**DATASET RECORDS:**
·····

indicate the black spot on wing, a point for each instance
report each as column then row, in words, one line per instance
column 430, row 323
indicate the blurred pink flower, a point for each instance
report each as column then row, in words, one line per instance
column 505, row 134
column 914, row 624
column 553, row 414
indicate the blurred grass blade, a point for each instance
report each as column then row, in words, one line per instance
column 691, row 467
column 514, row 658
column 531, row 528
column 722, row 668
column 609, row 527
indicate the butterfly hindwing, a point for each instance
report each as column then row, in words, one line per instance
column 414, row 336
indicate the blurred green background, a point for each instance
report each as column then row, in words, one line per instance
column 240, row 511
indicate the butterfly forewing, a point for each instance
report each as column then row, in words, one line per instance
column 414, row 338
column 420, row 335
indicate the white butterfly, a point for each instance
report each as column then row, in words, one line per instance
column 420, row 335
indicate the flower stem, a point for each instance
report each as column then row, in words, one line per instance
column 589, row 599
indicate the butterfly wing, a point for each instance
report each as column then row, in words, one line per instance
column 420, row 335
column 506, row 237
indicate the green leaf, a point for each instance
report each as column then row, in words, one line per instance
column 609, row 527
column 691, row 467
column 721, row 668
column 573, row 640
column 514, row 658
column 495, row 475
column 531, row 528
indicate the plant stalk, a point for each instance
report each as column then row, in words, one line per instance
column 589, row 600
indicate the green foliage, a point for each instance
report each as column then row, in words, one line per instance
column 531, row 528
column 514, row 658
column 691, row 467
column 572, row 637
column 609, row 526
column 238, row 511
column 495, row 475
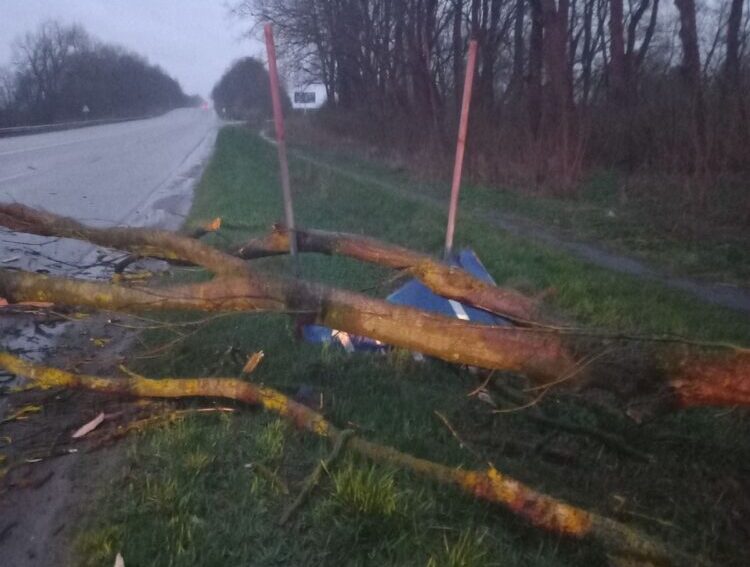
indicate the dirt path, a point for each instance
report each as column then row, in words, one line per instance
column 719, row 294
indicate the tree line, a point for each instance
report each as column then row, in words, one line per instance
column 60, row 73
column 243, row 92
column 561, row 85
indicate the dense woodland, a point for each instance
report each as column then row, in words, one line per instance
column 562, row 86
column 58, row 69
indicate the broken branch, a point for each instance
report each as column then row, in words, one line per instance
column 448, row 281
column 541, row 510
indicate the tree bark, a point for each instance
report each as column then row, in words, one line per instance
column 448, row 281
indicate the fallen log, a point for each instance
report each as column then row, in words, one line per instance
column 539, row 356
column 541, row 510
column 448, row 281
column 691, row 378
column 140, row 242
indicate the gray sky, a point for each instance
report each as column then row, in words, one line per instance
column 192, row 40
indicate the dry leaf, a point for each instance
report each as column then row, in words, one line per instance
column 42, row 304
column 252, row 362
column 89, row 427
column 22, row 413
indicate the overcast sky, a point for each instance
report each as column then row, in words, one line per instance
column 192, row 40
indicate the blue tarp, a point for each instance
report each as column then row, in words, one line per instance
column 415, row 294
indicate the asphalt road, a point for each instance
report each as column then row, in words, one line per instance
column 136, row 173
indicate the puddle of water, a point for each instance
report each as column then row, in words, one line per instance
column 35, row 336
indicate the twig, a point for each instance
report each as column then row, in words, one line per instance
column 538, row 416
column 314, row 477
column 457, row 437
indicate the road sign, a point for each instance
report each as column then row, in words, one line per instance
column 304, row 97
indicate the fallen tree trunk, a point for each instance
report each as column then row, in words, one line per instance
column 240, row 288
column 541, row 510
column 448, row 281
column 539, row 356
column 690, row 378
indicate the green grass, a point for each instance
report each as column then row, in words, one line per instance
column 210, row 489
column 644, row 217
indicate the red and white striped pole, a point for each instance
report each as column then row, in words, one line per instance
column 278, row 119
column 460, row 146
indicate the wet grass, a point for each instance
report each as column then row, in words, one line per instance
column 645, row 217
column 210, row 489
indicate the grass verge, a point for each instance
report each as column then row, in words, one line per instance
column 209, row 490
column 634, row 215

·····

**WRITTEN REQUEST:** Convert the rows from the beginning through the line containing "column 430, row 323", inclusive, into a Markdown table with the columns No. and Line. Number each line in order and omit any blank lines.

**SOLVED PROBLEM:**
| No. | Line |
|---|---|
| 1 | indicate the black spot on wing, a point for each instance |
| 2 | report each as column then row, in words, one line per instance |
| 3 | column 430, row 323 |